> **Direction**
Convert the listing below into a Markdown table with the columns Row and Entry, covering only the lines from the one containing "Of everything visible here, where would you say the canvas" through the one containing "[54,37,266,321]". Number each line in order and leave out blank lines.

═══ Supplied data

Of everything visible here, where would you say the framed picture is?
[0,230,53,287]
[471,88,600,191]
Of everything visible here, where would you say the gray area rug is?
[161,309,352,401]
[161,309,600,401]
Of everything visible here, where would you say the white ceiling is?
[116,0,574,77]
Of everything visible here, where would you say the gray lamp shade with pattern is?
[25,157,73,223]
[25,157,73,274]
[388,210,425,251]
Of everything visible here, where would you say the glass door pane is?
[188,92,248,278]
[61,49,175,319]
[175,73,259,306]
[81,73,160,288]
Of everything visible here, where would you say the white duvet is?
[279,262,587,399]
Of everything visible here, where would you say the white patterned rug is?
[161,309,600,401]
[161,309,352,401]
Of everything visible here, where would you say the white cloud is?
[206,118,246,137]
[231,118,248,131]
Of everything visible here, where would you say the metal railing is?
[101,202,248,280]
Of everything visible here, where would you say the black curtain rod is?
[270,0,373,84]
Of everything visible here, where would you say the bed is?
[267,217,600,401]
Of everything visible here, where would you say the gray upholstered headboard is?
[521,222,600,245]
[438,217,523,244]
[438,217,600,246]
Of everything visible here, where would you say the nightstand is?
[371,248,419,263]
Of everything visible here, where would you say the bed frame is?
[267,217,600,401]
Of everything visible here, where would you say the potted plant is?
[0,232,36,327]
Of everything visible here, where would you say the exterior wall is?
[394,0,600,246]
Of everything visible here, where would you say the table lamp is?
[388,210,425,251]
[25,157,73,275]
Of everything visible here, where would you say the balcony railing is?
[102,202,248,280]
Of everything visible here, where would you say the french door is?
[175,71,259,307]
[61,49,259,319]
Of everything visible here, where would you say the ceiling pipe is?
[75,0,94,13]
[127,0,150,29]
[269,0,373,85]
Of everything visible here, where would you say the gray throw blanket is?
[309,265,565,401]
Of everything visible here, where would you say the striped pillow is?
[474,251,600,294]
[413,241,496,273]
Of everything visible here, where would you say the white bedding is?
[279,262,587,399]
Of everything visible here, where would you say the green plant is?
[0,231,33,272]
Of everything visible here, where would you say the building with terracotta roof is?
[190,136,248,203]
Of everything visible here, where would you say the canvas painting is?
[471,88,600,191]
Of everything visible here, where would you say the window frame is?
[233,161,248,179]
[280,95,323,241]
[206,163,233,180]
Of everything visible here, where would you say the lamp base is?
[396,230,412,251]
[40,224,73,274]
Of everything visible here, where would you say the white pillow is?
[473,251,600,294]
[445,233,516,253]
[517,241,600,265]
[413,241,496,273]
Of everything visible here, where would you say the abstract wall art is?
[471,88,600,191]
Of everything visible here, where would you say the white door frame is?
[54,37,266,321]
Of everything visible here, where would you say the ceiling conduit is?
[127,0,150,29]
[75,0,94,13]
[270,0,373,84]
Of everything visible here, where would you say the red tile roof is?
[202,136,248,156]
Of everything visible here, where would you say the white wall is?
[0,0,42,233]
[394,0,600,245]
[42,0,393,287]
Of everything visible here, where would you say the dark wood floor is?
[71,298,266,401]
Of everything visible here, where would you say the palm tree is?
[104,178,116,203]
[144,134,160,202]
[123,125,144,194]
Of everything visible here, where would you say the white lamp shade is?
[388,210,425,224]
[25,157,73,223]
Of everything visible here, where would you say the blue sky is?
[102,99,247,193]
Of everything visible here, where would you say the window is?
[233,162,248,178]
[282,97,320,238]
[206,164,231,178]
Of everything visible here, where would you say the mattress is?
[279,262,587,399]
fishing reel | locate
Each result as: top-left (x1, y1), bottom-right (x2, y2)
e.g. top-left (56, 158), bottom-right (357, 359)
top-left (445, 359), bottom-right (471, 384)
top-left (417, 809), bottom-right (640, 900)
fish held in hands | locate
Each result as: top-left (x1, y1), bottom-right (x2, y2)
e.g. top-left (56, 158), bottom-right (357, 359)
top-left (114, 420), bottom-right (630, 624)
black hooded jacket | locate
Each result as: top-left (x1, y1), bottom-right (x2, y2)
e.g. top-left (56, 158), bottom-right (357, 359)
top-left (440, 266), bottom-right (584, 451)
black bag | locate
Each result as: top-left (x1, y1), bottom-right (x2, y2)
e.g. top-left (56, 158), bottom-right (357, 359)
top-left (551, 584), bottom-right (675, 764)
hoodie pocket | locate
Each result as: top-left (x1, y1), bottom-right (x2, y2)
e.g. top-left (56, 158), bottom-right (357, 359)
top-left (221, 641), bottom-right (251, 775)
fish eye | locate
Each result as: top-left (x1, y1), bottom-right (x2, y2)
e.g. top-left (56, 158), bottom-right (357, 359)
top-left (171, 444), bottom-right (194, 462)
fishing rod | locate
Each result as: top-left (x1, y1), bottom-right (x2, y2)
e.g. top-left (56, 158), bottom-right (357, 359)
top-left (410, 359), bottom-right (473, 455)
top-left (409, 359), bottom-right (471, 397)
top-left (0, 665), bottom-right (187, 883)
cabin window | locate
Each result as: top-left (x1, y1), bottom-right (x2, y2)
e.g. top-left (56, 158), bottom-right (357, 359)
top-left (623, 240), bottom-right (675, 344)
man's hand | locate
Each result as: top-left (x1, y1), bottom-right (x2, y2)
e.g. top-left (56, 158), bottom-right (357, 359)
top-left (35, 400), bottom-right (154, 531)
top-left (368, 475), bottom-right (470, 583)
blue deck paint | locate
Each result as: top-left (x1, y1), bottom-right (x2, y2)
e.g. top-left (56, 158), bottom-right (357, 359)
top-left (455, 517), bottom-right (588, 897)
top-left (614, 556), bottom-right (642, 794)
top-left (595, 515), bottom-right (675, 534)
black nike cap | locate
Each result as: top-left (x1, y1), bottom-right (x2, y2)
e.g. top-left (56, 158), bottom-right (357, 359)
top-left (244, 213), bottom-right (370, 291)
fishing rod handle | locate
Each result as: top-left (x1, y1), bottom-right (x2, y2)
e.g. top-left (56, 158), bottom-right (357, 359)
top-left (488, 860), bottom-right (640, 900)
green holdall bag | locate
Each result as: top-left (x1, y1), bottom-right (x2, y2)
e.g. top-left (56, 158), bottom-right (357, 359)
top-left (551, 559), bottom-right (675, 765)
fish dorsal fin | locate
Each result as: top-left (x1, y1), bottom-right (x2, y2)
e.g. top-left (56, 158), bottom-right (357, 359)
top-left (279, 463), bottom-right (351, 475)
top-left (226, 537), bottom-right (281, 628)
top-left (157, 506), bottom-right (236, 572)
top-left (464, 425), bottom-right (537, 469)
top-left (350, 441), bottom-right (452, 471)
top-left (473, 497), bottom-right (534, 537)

══════

> **Task result**
| Row | Entry |
|---|---|
| 1 | Of everything visible here, where would you say the canvas painting is? |
| 2 | [471,88,600,191] |
| 3 | Of everything visible here, where would you say the window frame is? |
| 4 | [233,161,248,179] |
| 5 | [280,95,323,241] |
| 6 | [206,163,233,180] |
| 7 | Of everything visible here, where would you say the lamp base is? |
| 8 | [396,230,412,251] |
| 9 | [40,224,73,274] |
| 10 | Of everything visible here, where would you say the white pillow is? |
| 11 | [473,251,600,294] |
| 12 | [445,233,516,253] |
| 13 | [517,241,600,265] |
| 14 | [413,241,496,273] |
| 15 | Of everything visible here, where would you say the abstract wall art is? |
| 16 | [471,88,600,191] |
| 17 | Of everything visible here, where would you say the white door frame is? |
| 18 | [54,37,266,321] |